[TEXT]
◆ ◆ ◆ ◆ ◆

A criminal Hillary Clinton, £350 million extra per week to spend on the NHS – all of this and more was put to us as fact and possibility. In reality, it was the creation of modern day political digi-gurus some of whom were allegedly involved in the illegal collection of data, disinformation, bribery and entrapment. It’s no wonder that people are being made cynical over the nature of truth.

The really worrying thing is that for many people there is no distinction between what they might read on Facebook or the the BBC News website, read in the Daily Mail or (dare I say) hear from the pulpit. The assumption is becoming that everyone has a hidden agenda, everyone is in it for themselves. So why should I listen to what you have to say?

The myth of impartiality

Into such cynicism, the lure of impartial, verifiable data becomes tantalising. The modern world doesn’t want to take things on faith or trust my opinion just because I’m Prime Minister, or a Professor with years of experience in a subject of expertise, or a Vicar. The post-modern suspicion of institutions has only grown and morphed into distrust of all experts. But because people ultimately need answers and truth they can trust, they look elsewhere; and there is a growing assumption that what you can trust in our modern world is scientific experiment, verifiable proof, facts... and somewhere into that mix comes data.

But the great secret when it comes to data is that nothing is impartial. Just as the secular mindset is as much about a context and a point-of-view as a religious one (despite their protestations in the public square to the contrary), so are datasets far from neutral.

Extremely large datasets are not simply much bigger than smaller datasets. Their scale brings about a step change. To analyse them and handle them, new practices are emerging. The capabilities of a “data scientist”, according to Mayer-Schönberger and Cukier must include “the skills of the statistician, software programmer, infographics designer, and storyteller”² (my emphasis). And like any "storyteller", it’s fair to ask what sort of assumptions or values are held by that scientist handling the data, or doing the analysis, or spinning us a story.

◆ ◆ ◆ ◆ ◆

[DATA PROVIDED]
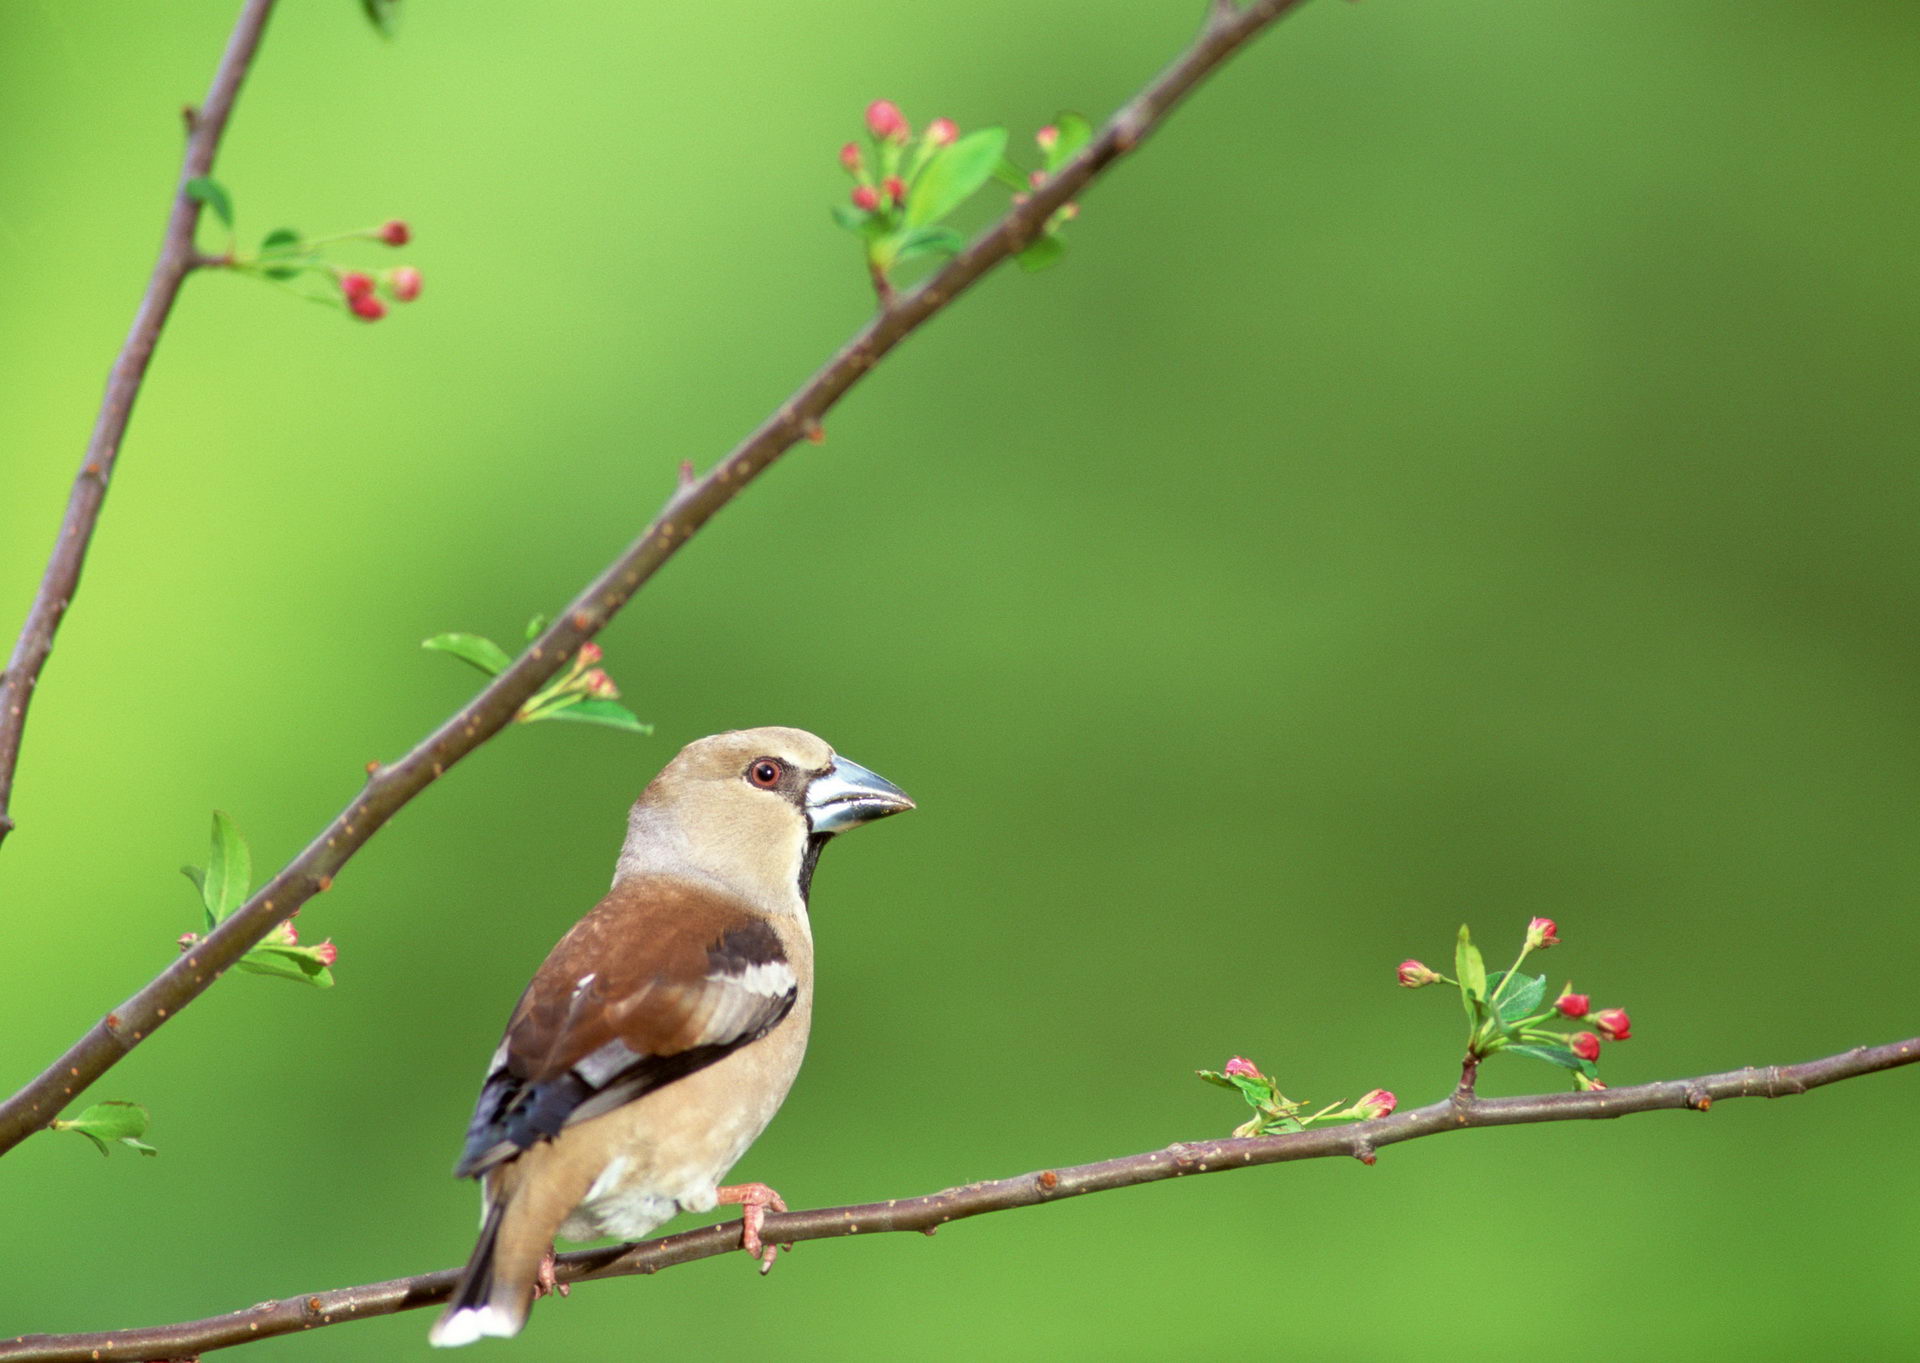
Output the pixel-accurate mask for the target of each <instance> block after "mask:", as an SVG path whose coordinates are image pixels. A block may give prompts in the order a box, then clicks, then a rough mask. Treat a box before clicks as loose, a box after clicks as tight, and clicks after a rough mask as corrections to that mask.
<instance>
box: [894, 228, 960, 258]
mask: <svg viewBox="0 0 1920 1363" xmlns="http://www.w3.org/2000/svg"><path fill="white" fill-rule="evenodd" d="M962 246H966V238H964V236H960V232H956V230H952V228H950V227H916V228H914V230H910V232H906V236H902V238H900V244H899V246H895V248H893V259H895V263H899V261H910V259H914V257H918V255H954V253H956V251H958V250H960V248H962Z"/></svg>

◆ ◆ ◆ ◆ ◆

[TASKS TO CARRY OUT]
a) Reproduce the passage on data and impartiality from "A criminal Hillary" to "nature of truth.".
b) Continue the passage on data and impartiality from the point where it stops.

[ANSWERS TO THE PROBLEMS]
a)
A criminal Hillary Clinton, £350 million extra per week to spend on the NHS – all of this and more was put to us as fact and possibility. In reality, it was the creation of modern day political digi-gurus some of whom were allegedly involved in the illegal collection of data, disinformation, bribery and entrapment. It’s no wonder that people are being made cynical over the nature of truth.

b)
Any bias in the interpretation of large datasets can come about through the tools being used, but also within the analysts themselves. The tobacco industry was famous in a previous era for funding academic research that came to amazingly positive conclusions about smoking. But most such bias is usually far more subtle and hard to spot. Writers in data science are beginning to observe that individual data scientists can show bias, but also their context and pre-existing values, 'the air they breathe' will also result in bias.

Not only do we need to continue to challenge the myth of neutral, impartial positions when we debate from a Christian perspective in the public square, but in the specific question of the interpretation of Big Data, the Christian Church ought to have plenty to offer on a very different level. Fundamentally, it's all a question of exegesis and hermeneutics, and something in which we have 2,000 years of wisdom that could be brought to bear.³

How to protect the vulnerable through education

While there’s plenty of legitimate criticism to level at the tech companies, we have to acknowledge that most of the data these companies hold and use is given by users willingly in return for access to a good or service. It’s therefore legitimate to ask whether users really understand the terms of this ‘deal’, and when projects have been carried out to inform users, or scandals like Cambridge Analytica hit the headlines, it’s increasingly clear that users are not happy with the bargain.

Terms of service with complicated legal jargon are common place. We accept terms and conditions often without even reading them. I’ve done it myself countless times. The fact that no-one ever reads such documents was highlighted recently by a joke seen on a church noticeboard “Adam and Eve were only the first people not to read apple’s terms and conditions”.

In a world of free-to-user social media, if you’re not paying for it, you are not the customer; you are the product being sold. But with Terms of Service agreements as they are, and ignorance frequently running at senatorial levels, studies suggest that most people do not understand the trade-off or, at least, are ignorant of its implications.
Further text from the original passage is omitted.